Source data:
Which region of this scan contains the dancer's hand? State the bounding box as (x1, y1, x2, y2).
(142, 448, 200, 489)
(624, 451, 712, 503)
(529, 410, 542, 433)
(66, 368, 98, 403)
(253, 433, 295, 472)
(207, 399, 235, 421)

■ **What you should do**
Copy every record above exactly as it is.

■ **Answer to this task**
Which region of this scan contains the dancer's hand? State the bounding box as (x1, y1, x2, y2).
(142, 448, 200, 489)
(624, 451, 712, 503)
(529, 410, 542, 433)
(66, 368, 98, 403)
(253, 433, 295, 472)
(207, 399, 235, 421)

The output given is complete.